■ Objective 1: Using the passage on the heroes of the third class, decide whether each statement agrees with it: (a) Helez the Paltite led the seventh division of the army; (b) Elhanan the son of Dodo is the same man as the Bethlehemite named in Sa2 21:19; (c) Abiezer of Anathoth led the eighth division of the army. For each, answer yes or no and quote the words that settle it.

[begin Supplied text]

Heroes of the third class. - Sa2 23:24. "Asahel, the brother of Joab, among the thirty," i.e., belonging to them. This definition also applies to the following names; we therefore find at the head of the list in the Chronicles, החילים וגבּורי, "and brave heroes (were)." The names which follow are for the most part not further known. Elhanan, the son of Dodo of Bethlehem, is a different man from the Bethlehemite of that name mentioned in Sa2 21:19. Shammah the Harodite also must not be confounded with the Shammahs mentioned in Sa2 23:11 and Sa2 23:33. In the Chronicles we find Shammoth, a different form of the name; whilst ההרורי is an error in writing for החרדי, i.e., sprung from Harod (Jdg 7:1). This man is called Shamhut in Ch1 27:8; he was the leader of the fifth division of David's army. Elika or Harod is omitted in the Chronicles; it was probably dropped out in consequence of the homoioteleuton החרדי.
Helez the Paltite; i.e., sprung from Beth-pelet in the south of Judah (Jos 15:27). He was chief of the seventh division of the army (compare Ch1 27:10 with Ch1 11:27, though in both passages הפּלטי is misspelt הפּלני). Ira the son of Ikkesh of Tekoah in the desert of Judah (Sa2 14:2), chief of the sixth division of the army (Ch1 27:9).
Abiezer of Anathoth (Anata) in Benjamin (see at Jos 18:24), chief of the ninth division of the army (Ch1 27:12). Mebunnai is a mistake in spelling for Sibbechai the Hushathite (compare Sa2 21:18 and Ch1 11:29). According to Ch1 27:11, he was chief of the eighth division of the army.

[end Supplied text]
[begin Extracted data]

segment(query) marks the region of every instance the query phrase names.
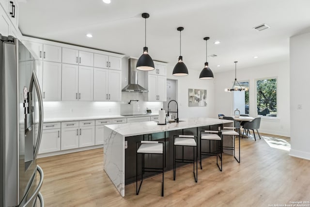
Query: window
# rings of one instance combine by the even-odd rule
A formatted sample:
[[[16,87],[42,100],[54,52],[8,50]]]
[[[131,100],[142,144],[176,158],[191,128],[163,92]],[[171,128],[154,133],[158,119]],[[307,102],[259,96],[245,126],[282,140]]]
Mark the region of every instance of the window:
[[[258,115],[277,116],[276,78],[256,80],[256,101]]]
[[[243,88],[248,88],[248,91],[234,91],[232,92],[233,96],[233,111],[238,109],[240,111],[240,114],[248,114],[249,102],[248,102],[248,80],[245,80],[239,82],[241,86]]]

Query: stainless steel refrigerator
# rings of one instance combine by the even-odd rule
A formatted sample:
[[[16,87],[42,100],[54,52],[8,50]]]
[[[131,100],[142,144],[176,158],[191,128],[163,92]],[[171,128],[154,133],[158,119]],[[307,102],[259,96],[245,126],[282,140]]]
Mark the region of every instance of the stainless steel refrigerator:
[[[0,34],[0,206],[44,205],[36,162],[43,109],[35,65],[21,42]]]

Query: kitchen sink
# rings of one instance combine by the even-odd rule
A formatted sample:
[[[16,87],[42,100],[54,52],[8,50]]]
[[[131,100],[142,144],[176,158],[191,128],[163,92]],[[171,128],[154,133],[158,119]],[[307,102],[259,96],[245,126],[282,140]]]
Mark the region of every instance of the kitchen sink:
[[[176,121],[175,121],[175,120],[169,120],[168,121],[169,122],[169,124],[176,122]],[[185,122],[185,121],[183,121],[183,120],[179,120],[179,122]],[[159,121],[155,121],[154,122],[158,123]]]

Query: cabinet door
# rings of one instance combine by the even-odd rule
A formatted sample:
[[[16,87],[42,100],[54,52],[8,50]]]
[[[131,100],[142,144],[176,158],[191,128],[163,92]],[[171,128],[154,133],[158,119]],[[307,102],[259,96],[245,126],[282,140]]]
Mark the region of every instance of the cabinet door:
[[[157,100],[157,75],[150,75],[148,76],[148,101],[156,101]]]
[[[44,130],[39,153],[60,151],[60,128]]]
[[[93,92],[93,68],[78,66],[78,100],[92,101]]]
[[[113,70],[122,70],[122,59],[116,57],[108,57],[109,69]]]
[[[62,64],[43,62],[43,101],[57,101],[62,98]]]
[[[167,94],[167,78],[166,76],[158,76],[157,82],[157,95],[158,100],[166,101]]]
[[[95,128],[95,145],[103,144],[104,125],[96,126]]]
[[[62,150],[78,147],[79,131],[78,127],[62,129]]]
[[[77,101],[78,93],[78,66],[62,64],[62,100]]]
[[[93,52],[78,51],[78,64],[80,65],[93,66]]]
[[[108,70],[108,100],[122,100],[122,71]]]
[[[108,56],[94,53],[93,54],[93,66],[101,68],[108,68]]]
[[[79,147],[95,144],[95,127],[83,127],[79,128]]]
[[[167,71],[166,71],[166,65],[164,65],[162,64],[157,64],[157,74],[159,76],[166,76],[167,75]]]
[[[93,100],[108,101],[108,70],[107,69],[93,69]]]
[[[43,54],[43,44],[36,42],[23,41],[23,44],[31,53],[35,60],[42,60]]]
[[[4,11],[0,7],[0,34],[8,36],[10,34],[11,23]]]
[[[49,45],[43,45],[43,60],[62,62],[62,48]]]
[[[78,50],[62,48],[62,63],[78,64]]]

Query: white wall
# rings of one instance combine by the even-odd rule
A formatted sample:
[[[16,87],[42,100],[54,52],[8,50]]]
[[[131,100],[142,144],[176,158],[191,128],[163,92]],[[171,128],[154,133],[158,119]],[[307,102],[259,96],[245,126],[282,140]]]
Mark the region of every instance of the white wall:
[[[232,68],[233,65],[232,65]],[[238,81],[249,80],[249,101],[250,116],[256,116],[255,80],[265,78],[277,78],[278,117],[262,117],[259,131],[272,134],[290,136],[290,79],[288,60],[243,69],[237,69]],[[217,73],[215,78],[215,109],[216,114],[231,115],[233,111],[232,95],[225,92],[231,88],[234,80],[234,70]],[[233,92],[232,92],[233,93]]]
[[[176,64],[176,63],[174,63]],[[202,69],[203,63],[202,64]],[[214,80],[201,80],[200,71],[188,69],[188,75],[183,77],[173,76],[172,70],[174,64],[167,65],[167,79],[177,80],[179,105],[179,117],[199,117],[207,116],[217,117],[214,111]],[[207,90],[207,106],[205,107],[188,107],[188,89],[206,89]]]
[[[309,121],[310,96],[307,87],[310,77],[310,33],[290,40],[291,142],[290,155],[310,159]],[[301,109],[297,109],[298,105]]]

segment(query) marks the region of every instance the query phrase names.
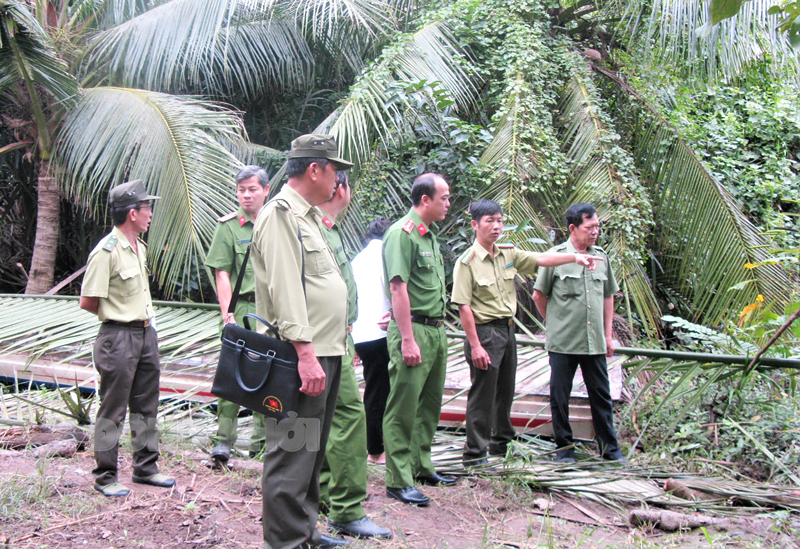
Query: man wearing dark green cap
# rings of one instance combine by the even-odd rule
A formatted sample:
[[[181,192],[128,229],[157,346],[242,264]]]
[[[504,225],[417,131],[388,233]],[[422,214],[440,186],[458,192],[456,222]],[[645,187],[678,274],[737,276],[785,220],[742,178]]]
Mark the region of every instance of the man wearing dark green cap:
[[[320,204],[325,214],[322,234],[333,249],[347,284],[347,354],[342,358],[342,376],[336,411],[325,449],[320,476],[321,499],[327,505],[328,525],[340,534],[359,538],[390,538],[392,532],[367,518],[361,503],[367,499],[367,414],[358,392],[353,368],[355,345],[350,332],[358,318],[358,295],[350,258],[344,249],[341,226],[336,218],[350,204],[347,172],[336,172],[333,198]]]
[[[302,381],[297,416],[279,422],[264,453],[262,523],[268,549],[348,543],[316,529],[319,473],[347,352],[347,285],[322,236],[317,206],[333,197],[336,171],[351,167],[331,136],[298,137],[288,154],[288,181],[253,229],[256,311],[294,345]],[[269,426],[267,431],[272,432]],[[304,438],[299,450],[296,436]]]
[[[447,367],[444,261],[431,224],[447,216],[450,187],[441,175],[423,174],[411,187],[411,204],[383,237],[386,295],[392,302],[383,438],[386,495],[422,507],[430,499],[416,483],[456,482],[438,474],[431,462]]]
[[[211,247],[208,249],[206,266],[214,269],[217,284],[217,300],[222,311],[222,323],[235,322],[244,325],[244,315],[256,312],[256,281],[250,261],[244,265],[242,286],[239,289],[235,310],[230,304],[233,288],[242,271],[245,253],[253,238],[253,223],[269,195],[267,172],[258,166],[245,166],[236,174],[236,200],[239,210],[217,219]],[[239,405],[221,398],[217,401],[217,436],[213,438],[211,450],[213,466],[222,467],[231,457],[236,443],[239,423]],[[264,448],[264,416],[253,413],[253,434],[250,436],[250,457],[255,457]]]
[[[130,490],[117,478],[119,436],[130,408],[133,482],[163,488],[175,480],[158,472],[158,336],[147,280],[147,232],[152,201],[139,180],[117,185],[109,193],[114,229],[89,254],[80,306],[103,323],[94,344],[100,374],[100,409],[94,432],[97,462],[94,488],[105,496]]]

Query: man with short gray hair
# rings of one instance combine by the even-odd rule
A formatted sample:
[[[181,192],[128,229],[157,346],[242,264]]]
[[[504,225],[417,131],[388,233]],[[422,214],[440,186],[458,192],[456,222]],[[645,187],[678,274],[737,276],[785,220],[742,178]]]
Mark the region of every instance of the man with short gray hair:
[[[281,420],[264,453],[262,522],[269,549],[348,543],[316,528],[319,473],[347,350],[347,285],[322,235],[317,206],[333,197],[336,170],[352,166],[339,157],[333,137],[298,137],[288,154],[289,179],[253,230],[256,310],[297,350],[302,381],[296,417]],[[306,437],[299,449],[297,436]]]

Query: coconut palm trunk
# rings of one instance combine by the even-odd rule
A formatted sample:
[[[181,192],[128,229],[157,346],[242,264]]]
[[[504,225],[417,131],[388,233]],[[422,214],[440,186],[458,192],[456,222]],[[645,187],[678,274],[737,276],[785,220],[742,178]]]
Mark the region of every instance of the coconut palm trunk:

[end Extracted data]

■ Objective 2: In the entries, rewrite the lines between the one holding "Query: kitchen sink" and the one holding "Mark the region of every instance of the kitchen", inclusive, putting "bathroom sink" in place of "kitchen sink" and keeping everything else the same. Give only those lines.

■ Task answer 1:
(a) Yes: "He was chief of the seventh division of the army"
(b) No: "is a different man from the Bethlehemite of that name mentioned in Sa2 21:19"
(c) No: "chief of the ninth division of the army (Ch1 27:12)"

■ Task answer 2:
Query: bathroom sink
# rings of one instance combine by the even-odd rule
A formatted sample:
[[[16,87],[42,100],[54,52],[8,50]]]
[[[131,100],[142,144],[176,158],[191,128],[163,92]],[[171,128],[154,133],[158,119]],[[307,102],[259,96],[245,126],[282,140]]]
Mark the region of every instance of the bathroom sink:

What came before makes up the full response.